The problem> Quote each line exactly, from the line that contains "Query: stone pilaster" down to the last line of the listing, and no other lines.

##### Exercise material #####

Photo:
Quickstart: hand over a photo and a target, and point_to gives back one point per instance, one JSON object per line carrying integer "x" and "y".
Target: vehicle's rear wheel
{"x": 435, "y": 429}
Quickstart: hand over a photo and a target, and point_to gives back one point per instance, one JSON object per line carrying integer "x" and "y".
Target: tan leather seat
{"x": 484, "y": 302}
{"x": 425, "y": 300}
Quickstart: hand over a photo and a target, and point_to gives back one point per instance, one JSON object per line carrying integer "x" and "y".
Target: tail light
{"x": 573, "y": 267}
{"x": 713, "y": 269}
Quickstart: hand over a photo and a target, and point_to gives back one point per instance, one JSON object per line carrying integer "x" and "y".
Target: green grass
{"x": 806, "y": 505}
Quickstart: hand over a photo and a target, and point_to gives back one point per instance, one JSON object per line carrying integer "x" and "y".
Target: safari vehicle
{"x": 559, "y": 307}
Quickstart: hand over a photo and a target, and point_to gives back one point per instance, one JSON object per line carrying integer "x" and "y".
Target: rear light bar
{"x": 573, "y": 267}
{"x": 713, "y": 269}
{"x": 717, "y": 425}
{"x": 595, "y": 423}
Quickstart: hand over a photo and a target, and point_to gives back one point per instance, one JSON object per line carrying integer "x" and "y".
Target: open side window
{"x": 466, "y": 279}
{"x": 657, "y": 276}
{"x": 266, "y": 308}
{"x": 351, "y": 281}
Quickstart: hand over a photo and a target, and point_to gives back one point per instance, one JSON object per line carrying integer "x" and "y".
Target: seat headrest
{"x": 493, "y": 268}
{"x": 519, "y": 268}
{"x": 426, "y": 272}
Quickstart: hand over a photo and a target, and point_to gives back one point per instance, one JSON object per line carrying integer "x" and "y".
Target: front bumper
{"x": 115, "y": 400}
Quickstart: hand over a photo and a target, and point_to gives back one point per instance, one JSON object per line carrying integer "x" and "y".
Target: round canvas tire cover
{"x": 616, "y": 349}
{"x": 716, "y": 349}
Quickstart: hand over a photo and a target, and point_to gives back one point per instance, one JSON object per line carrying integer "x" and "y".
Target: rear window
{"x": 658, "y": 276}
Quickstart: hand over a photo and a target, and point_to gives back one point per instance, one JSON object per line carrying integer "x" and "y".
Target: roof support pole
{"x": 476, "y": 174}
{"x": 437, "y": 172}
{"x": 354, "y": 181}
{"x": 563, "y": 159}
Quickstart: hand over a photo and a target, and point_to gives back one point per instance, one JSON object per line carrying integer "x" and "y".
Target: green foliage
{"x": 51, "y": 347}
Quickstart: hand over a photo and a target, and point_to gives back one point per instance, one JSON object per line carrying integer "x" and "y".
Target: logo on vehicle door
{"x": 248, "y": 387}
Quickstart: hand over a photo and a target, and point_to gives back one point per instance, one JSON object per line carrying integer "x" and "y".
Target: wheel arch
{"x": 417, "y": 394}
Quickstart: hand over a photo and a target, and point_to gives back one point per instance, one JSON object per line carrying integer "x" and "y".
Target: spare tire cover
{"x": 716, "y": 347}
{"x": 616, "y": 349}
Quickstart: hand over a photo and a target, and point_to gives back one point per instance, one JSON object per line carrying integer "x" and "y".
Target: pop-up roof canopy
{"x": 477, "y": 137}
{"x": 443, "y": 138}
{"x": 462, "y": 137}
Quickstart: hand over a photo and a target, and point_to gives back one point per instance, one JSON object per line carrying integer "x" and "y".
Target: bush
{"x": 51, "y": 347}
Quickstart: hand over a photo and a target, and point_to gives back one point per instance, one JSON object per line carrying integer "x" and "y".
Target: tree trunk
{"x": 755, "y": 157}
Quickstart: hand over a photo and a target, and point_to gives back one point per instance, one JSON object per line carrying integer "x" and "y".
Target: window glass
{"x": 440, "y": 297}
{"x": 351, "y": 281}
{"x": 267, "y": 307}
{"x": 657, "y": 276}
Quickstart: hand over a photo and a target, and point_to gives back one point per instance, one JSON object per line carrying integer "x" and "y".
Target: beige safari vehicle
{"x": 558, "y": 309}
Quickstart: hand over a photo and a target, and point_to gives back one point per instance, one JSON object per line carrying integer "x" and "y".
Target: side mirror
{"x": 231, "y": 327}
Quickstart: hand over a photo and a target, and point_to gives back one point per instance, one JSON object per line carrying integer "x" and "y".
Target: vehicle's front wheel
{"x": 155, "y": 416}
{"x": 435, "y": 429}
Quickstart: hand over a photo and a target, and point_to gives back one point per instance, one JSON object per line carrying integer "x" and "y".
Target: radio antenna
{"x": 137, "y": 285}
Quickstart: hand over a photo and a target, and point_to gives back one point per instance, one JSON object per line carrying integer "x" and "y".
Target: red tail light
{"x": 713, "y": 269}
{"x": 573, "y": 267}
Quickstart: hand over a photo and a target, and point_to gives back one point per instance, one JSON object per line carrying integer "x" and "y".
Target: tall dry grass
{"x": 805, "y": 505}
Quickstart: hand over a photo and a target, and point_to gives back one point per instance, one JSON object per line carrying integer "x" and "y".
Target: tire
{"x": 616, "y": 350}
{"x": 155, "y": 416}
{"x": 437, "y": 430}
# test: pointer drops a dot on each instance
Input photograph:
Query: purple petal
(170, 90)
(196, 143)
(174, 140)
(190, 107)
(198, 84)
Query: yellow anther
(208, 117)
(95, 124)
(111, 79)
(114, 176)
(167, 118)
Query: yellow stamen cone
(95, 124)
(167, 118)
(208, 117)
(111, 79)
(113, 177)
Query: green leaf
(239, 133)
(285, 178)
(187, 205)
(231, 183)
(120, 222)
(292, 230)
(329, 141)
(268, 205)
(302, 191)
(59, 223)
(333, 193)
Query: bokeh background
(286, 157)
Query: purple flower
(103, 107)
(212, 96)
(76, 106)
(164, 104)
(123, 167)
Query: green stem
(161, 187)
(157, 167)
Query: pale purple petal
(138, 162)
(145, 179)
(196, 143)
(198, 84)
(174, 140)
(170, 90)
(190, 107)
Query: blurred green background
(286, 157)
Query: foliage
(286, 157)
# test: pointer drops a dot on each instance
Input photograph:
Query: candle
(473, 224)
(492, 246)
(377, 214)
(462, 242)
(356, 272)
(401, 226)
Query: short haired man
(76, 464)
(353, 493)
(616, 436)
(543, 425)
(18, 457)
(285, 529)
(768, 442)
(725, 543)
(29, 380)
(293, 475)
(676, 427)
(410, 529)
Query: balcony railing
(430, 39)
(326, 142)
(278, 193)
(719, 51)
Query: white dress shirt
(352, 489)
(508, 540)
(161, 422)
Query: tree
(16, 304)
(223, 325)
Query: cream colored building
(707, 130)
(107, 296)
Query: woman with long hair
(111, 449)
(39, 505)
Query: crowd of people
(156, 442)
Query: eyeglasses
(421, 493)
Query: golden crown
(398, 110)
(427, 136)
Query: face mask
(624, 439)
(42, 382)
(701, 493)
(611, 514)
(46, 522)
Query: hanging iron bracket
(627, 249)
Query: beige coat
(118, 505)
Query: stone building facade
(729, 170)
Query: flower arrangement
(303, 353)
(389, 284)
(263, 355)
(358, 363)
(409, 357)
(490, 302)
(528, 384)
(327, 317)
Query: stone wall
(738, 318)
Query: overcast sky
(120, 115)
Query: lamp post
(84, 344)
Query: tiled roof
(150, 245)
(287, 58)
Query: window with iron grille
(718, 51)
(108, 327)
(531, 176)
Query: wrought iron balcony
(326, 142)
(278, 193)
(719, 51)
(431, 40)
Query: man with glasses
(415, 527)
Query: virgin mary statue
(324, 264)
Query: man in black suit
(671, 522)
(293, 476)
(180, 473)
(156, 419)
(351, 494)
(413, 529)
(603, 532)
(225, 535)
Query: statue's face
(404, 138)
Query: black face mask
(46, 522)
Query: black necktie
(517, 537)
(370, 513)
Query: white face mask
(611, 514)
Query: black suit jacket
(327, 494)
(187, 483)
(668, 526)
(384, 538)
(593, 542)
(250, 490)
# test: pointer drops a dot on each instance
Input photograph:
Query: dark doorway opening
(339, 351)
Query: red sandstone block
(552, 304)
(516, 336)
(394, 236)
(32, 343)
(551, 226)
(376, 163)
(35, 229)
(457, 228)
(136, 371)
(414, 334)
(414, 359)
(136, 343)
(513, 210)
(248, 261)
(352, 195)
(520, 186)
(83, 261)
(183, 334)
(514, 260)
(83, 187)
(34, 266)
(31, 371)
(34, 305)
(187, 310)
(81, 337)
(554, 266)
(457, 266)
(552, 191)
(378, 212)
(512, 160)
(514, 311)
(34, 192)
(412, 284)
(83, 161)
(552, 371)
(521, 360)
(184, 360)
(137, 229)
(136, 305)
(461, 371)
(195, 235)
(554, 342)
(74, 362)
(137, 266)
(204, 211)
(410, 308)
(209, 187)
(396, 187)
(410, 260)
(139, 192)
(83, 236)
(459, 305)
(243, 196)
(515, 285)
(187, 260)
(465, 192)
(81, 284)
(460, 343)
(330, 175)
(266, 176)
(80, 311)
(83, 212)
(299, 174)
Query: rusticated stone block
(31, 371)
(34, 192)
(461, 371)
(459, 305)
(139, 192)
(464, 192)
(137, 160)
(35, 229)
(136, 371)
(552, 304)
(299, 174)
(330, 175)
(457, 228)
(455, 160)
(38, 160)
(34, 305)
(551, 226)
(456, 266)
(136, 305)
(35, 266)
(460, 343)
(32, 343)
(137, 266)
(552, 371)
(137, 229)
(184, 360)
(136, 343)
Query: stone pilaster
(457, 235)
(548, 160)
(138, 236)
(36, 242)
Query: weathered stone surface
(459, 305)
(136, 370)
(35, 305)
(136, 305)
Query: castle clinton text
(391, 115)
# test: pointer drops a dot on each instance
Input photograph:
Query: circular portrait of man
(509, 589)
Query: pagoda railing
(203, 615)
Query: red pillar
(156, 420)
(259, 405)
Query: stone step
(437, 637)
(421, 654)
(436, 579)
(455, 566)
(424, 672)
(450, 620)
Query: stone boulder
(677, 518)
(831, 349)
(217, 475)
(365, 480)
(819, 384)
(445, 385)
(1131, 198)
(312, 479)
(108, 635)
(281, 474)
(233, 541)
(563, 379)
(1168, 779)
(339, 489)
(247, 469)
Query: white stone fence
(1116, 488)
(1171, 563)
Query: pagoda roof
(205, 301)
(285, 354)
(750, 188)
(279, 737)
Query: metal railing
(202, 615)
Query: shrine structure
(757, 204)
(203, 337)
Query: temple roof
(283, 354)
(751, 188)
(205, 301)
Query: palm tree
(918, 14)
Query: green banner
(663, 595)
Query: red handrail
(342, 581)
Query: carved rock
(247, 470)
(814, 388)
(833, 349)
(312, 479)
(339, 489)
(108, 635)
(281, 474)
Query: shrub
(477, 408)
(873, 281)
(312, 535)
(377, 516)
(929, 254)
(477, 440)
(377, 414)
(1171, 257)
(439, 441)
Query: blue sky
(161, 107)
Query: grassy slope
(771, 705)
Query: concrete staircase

#####

Exercise solution>
Query: stone pilaster
(457, 235)
(548, 160)
(138, 236)
(36, 242)
Query: weathered stone surface
(459, 305)
(136, 370)
(35, 305)
(136, 305)
Query: castle clinton text
(391, 115)
# test: pointer drops a dot on each instance
Input photograph:
Query: circular portrait of man
(509, 589)
Query: pagoda railing
(203, 615)
Query: red pillar
(156, 420)
(259, 405)
Query: stone step
(437, 637)
(421, 654)
(436, 579)
(455, 566)
(424, 672)
(450, 620)
Query: stone boulder
(677, 518)
(831, 349)
(217, 475)
(365, 480)
(819, 384)
(445, 385)
(1131, 198)
(312, 479)
(108, 635)
(281, 474)
(233, 541)
(563, 379)
(1168, 779)
(339, 489)
(247, 469)
Query: white stone fence
(1116, 488)
(1171, 563)
Query: pagoda roof
(205, 301)
(285, 354)
(750, 188)
(279, 737)
Query: metal railing
(202, 615)
Query: shrine structure
(757, 204)
(203, 337)
Query: temple roof
(283, 354)
(751, 188)
(205, 301)
Query: palm tree
(918, 14)
Query: green banner
(663, 595)
Query: red handrail
(342, 581)
Query: carved rock
(247, 470)
(814, 388)
(833, 349)
(312, 479)
(339, 489)
(108, 635)
(281, 474)
Query: shrub
(477, 408)
(873, 281)
(312, 535)
(377, 516)
(929, 254)
(477, 440)
(377, 414)
(1171, 257)
(439, 441)
Query: blue sky
(161, 107)
Query: grassy slope
(771, 705)
Query: concrete staircase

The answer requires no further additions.